++++ Task data ++++

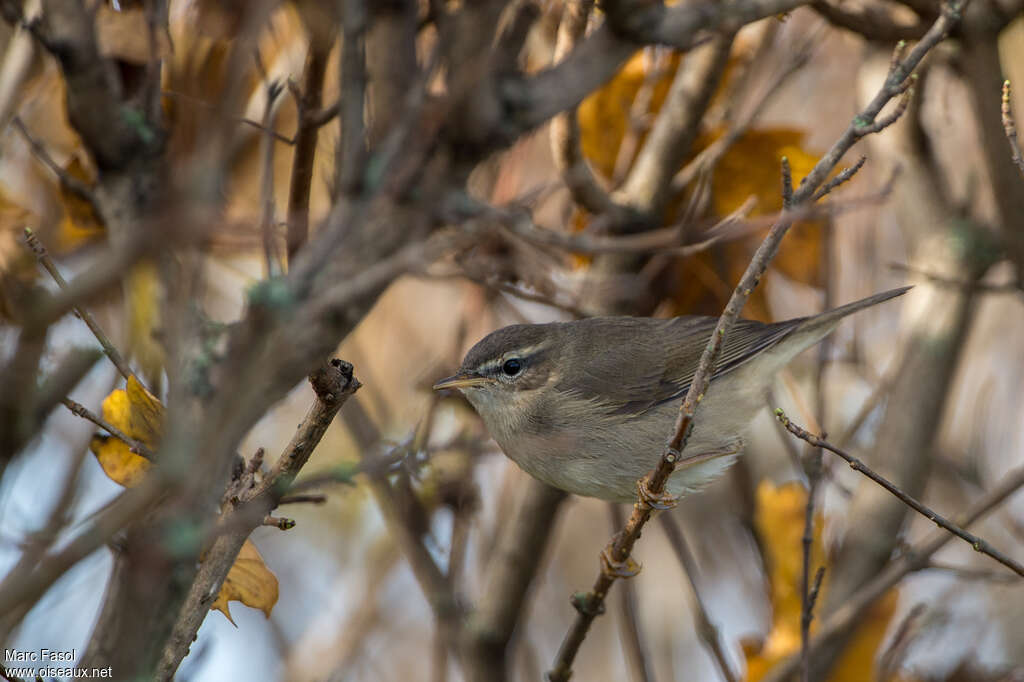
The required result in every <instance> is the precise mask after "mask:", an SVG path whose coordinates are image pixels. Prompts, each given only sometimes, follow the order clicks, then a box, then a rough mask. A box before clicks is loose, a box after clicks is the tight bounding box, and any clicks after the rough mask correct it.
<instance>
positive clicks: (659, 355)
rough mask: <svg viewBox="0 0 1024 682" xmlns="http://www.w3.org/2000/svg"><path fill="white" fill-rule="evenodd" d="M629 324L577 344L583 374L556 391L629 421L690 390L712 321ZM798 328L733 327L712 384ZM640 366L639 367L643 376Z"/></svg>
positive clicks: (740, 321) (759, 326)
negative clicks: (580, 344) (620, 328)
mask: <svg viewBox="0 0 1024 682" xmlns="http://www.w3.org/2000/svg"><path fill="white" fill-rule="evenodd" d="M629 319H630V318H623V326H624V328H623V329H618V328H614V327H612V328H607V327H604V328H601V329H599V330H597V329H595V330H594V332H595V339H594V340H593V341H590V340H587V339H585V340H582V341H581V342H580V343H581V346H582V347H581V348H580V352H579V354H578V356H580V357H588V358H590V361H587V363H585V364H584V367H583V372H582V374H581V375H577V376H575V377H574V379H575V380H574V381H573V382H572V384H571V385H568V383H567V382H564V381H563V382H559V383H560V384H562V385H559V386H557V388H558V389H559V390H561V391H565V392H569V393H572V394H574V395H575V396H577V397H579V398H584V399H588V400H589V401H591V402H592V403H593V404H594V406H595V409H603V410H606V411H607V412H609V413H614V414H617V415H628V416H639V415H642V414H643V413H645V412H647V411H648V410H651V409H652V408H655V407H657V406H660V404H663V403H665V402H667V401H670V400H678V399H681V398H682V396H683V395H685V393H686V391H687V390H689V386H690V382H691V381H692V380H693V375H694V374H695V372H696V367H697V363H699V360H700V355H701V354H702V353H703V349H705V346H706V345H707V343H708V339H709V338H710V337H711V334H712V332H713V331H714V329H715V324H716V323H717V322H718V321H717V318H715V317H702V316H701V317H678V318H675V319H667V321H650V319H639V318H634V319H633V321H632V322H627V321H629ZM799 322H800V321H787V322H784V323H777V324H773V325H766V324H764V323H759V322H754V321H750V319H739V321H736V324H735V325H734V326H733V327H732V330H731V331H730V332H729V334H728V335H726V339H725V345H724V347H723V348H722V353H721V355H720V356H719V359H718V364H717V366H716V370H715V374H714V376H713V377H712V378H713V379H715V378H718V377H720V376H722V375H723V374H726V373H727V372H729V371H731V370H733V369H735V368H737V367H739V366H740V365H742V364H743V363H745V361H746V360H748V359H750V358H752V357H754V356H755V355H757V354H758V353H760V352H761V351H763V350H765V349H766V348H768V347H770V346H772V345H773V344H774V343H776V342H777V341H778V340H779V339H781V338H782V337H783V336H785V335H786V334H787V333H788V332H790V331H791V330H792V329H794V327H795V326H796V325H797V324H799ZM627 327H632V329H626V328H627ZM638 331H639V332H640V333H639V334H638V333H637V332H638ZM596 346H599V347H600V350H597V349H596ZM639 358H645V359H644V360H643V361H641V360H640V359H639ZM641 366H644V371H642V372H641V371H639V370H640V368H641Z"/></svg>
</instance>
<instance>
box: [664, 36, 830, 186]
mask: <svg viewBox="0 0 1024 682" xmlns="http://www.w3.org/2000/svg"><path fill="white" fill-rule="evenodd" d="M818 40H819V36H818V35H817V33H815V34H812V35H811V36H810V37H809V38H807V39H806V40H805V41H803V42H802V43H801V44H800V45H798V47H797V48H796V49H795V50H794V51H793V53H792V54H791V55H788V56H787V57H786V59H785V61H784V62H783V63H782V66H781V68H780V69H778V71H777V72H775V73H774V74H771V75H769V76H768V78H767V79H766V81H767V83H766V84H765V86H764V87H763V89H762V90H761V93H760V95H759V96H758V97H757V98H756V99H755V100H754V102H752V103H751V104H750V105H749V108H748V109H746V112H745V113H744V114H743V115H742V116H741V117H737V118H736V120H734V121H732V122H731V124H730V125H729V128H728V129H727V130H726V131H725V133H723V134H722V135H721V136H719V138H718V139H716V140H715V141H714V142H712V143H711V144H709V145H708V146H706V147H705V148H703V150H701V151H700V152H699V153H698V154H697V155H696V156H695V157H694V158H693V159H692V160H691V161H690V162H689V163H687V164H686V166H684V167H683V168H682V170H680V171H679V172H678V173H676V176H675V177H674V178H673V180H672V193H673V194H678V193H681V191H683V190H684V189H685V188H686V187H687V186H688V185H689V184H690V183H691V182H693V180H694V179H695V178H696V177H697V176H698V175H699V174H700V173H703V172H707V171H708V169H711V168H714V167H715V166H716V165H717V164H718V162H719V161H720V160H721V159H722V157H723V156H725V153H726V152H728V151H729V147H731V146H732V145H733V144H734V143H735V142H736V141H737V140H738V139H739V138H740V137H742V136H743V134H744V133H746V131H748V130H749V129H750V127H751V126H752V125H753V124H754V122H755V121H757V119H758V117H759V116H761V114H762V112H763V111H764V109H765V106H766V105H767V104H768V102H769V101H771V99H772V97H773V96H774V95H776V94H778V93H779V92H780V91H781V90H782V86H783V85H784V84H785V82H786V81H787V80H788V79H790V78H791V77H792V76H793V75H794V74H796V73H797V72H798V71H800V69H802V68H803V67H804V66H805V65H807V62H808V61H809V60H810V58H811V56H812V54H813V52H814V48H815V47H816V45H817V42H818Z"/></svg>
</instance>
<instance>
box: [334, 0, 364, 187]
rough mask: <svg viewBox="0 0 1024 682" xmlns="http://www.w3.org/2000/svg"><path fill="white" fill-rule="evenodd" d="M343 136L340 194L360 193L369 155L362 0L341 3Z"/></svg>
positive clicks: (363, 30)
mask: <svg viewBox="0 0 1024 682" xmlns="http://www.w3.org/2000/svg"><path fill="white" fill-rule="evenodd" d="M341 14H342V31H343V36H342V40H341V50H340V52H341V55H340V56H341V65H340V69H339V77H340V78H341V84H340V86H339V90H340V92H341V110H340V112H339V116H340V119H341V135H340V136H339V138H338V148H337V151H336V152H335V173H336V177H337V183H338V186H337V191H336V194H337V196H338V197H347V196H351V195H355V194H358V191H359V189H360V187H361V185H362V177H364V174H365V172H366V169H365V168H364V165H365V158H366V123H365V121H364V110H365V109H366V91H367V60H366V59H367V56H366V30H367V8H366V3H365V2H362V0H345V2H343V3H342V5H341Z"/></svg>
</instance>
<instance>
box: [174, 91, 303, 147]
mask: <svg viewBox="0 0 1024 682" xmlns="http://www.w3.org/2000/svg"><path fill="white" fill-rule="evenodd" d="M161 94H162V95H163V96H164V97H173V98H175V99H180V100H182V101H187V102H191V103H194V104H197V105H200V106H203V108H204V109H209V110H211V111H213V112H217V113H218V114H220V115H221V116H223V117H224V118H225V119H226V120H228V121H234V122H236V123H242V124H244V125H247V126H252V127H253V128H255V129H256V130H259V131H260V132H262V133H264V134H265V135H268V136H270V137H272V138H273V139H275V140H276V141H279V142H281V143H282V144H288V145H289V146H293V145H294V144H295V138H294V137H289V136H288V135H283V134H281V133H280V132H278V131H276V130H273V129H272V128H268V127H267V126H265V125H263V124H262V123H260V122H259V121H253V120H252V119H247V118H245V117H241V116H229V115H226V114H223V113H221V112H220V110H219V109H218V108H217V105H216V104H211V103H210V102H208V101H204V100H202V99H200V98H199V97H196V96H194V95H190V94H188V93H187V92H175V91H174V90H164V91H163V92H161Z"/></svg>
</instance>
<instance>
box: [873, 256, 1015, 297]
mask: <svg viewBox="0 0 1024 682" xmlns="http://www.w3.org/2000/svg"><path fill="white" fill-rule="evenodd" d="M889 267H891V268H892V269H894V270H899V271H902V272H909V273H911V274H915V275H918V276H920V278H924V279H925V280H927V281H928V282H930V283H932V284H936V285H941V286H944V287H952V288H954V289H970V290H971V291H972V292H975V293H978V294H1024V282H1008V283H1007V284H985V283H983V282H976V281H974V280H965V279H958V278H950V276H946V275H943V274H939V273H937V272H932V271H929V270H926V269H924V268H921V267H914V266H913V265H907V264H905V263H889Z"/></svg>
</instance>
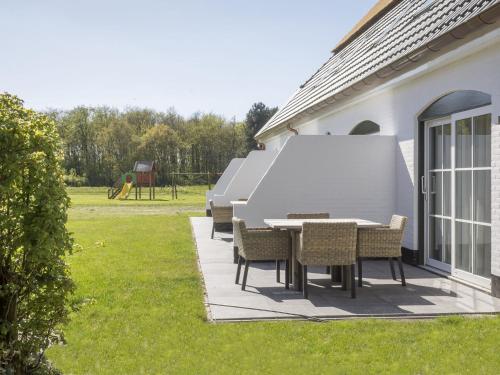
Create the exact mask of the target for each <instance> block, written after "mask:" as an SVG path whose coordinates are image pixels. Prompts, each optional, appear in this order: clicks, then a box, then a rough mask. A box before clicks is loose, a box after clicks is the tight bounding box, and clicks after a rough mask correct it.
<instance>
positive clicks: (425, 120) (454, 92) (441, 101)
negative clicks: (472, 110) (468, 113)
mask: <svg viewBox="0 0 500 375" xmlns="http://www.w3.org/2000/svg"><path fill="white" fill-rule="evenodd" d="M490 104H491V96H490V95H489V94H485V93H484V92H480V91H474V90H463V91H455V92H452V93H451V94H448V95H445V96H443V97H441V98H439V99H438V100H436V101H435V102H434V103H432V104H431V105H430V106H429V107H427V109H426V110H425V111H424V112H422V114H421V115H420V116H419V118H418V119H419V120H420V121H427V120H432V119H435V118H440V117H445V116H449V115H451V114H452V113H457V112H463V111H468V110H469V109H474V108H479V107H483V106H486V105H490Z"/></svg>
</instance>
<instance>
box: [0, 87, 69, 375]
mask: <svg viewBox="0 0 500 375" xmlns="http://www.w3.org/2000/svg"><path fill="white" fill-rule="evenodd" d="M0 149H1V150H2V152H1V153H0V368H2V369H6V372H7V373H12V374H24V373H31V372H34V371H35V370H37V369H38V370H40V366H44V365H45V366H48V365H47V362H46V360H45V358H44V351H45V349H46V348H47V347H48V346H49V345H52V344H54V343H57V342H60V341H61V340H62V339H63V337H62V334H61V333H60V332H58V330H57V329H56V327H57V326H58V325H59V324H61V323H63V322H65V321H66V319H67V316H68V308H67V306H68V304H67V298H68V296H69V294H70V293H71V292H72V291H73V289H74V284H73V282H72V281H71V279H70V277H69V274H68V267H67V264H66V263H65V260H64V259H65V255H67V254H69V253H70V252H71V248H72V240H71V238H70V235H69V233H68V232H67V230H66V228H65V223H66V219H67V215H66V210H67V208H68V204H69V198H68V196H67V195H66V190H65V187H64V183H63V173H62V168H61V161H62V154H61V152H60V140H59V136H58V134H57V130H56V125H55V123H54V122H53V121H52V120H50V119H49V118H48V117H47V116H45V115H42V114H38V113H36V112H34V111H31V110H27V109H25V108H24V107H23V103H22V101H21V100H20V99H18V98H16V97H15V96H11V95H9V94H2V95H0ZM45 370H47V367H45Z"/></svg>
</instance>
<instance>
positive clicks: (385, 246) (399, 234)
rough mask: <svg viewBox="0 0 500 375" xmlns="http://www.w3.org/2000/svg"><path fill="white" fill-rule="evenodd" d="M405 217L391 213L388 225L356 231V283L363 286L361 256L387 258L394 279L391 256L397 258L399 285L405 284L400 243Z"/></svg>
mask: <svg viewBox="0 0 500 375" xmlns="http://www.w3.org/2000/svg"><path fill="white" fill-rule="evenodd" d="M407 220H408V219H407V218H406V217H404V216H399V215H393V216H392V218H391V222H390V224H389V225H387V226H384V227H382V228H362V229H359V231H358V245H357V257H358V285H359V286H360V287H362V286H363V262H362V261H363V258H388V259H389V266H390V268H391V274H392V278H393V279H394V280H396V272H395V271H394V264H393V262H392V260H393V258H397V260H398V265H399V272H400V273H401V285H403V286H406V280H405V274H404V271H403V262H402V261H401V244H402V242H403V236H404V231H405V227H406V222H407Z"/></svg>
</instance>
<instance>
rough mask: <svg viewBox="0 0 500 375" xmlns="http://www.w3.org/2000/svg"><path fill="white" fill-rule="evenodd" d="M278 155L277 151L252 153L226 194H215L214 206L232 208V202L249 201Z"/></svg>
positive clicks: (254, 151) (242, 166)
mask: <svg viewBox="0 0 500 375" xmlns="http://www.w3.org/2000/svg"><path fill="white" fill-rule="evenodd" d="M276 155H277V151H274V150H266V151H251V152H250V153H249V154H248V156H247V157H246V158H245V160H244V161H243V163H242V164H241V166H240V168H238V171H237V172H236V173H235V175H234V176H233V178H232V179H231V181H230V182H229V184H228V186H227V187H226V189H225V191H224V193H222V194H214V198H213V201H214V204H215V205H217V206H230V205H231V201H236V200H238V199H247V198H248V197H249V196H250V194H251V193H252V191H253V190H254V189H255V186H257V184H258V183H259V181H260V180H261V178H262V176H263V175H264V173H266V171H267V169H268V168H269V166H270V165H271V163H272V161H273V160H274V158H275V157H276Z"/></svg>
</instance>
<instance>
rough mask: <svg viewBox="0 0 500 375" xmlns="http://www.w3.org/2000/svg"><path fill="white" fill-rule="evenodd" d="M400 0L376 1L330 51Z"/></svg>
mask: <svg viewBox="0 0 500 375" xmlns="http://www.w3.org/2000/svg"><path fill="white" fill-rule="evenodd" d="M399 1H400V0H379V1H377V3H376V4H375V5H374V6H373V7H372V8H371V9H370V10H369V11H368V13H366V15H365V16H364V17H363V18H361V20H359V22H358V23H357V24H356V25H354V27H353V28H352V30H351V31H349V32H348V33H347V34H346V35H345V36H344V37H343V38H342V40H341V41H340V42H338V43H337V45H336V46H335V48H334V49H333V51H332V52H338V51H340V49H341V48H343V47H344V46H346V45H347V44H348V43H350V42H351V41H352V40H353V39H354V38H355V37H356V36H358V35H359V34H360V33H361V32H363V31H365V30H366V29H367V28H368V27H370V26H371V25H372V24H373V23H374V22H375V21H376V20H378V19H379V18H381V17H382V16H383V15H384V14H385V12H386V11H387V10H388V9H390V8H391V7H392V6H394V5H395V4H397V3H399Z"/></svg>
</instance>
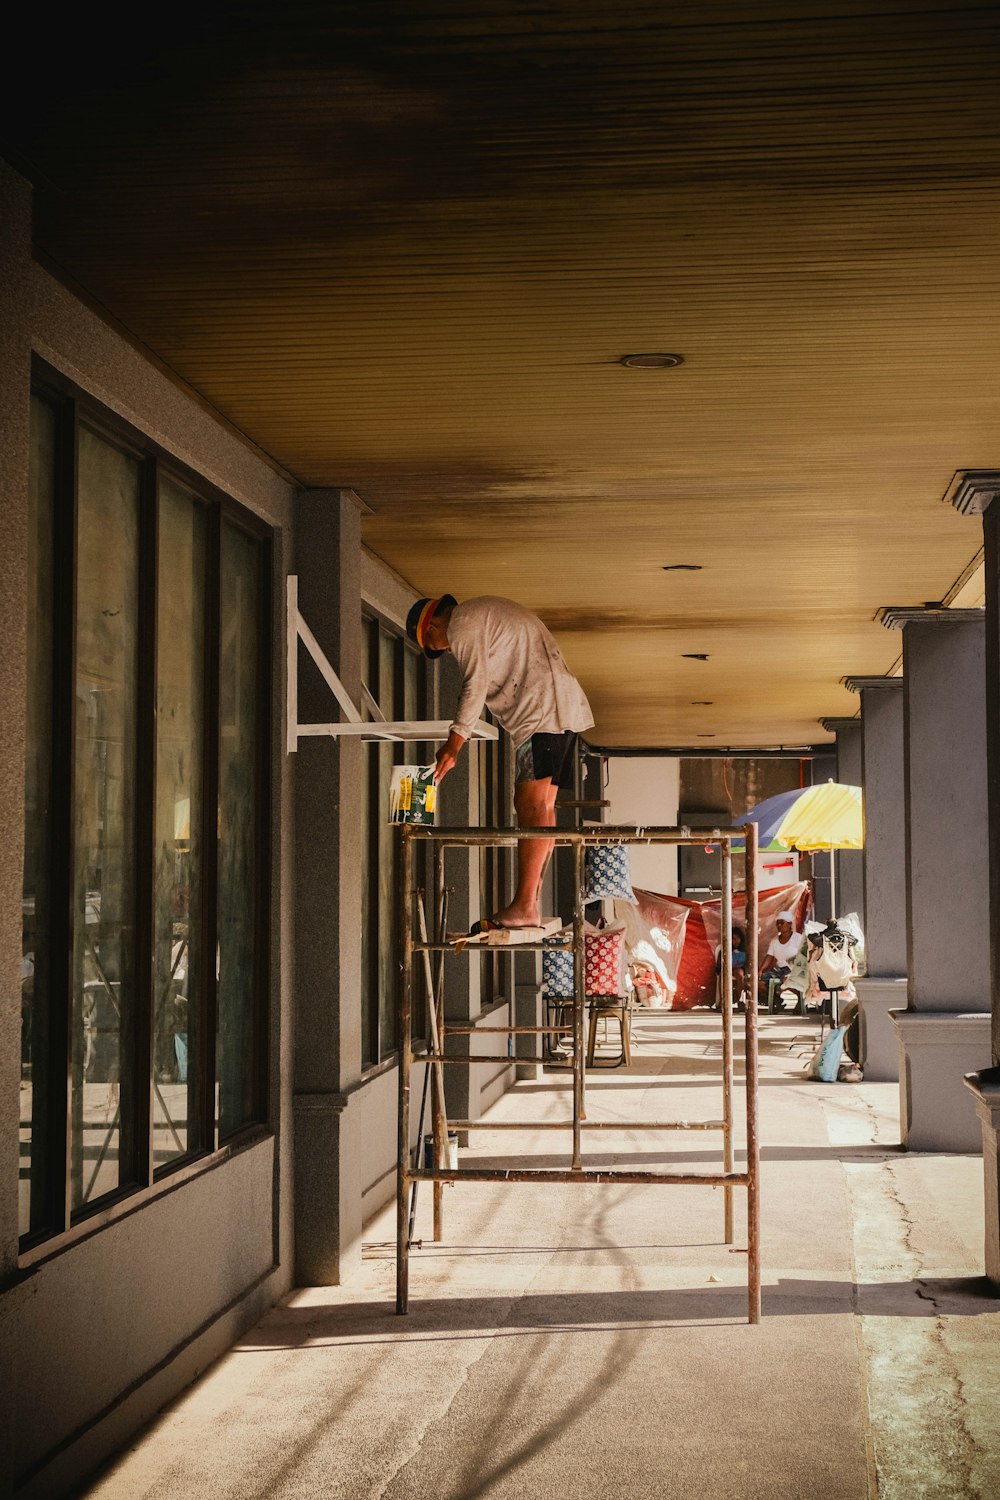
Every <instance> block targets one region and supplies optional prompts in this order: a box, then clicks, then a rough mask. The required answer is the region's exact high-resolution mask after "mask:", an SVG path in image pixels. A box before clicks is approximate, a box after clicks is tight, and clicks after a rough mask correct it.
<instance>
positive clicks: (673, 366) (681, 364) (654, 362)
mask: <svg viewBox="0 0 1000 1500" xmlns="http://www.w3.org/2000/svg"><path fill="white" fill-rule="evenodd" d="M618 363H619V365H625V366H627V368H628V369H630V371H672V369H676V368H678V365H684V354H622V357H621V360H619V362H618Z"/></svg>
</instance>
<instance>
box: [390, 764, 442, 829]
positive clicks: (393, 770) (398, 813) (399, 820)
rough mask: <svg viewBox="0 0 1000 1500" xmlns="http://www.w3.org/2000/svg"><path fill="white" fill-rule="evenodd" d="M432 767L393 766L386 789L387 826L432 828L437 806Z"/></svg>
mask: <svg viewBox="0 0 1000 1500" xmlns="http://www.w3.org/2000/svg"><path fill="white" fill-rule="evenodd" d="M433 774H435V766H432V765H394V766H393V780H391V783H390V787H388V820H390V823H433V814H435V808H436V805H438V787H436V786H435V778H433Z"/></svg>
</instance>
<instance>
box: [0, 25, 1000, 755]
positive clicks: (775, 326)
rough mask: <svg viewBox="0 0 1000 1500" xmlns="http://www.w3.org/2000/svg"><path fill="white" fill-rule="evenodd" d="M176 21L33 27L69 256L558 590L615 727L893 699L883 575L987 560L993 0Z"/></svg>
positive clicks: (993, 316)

++++

**Task directions**
Filter the listing for the word "loose" and copy every line that holds it.

**Answer area**
The required result in every <instance> is the precise mask after "mask:", an SVG path whose coordinates are image pixels. Prompts, each given only sometimes, follow the order clicks, then a box, then a rough mask. A box before clicks is loose, a box after clicks is the tight bounding box, and any clicks after the rough mask correct it.
Create the exact mask of the target for each <instance> block, written after "mask:" as an SVG path whose coordinates are image pixels. Prompts, each optional, appear in this order: clicks, then a box, then a rough mask. A box before clicks is loose, a box after clicks is the tight bounding box, and clicks after a rough mask correct it.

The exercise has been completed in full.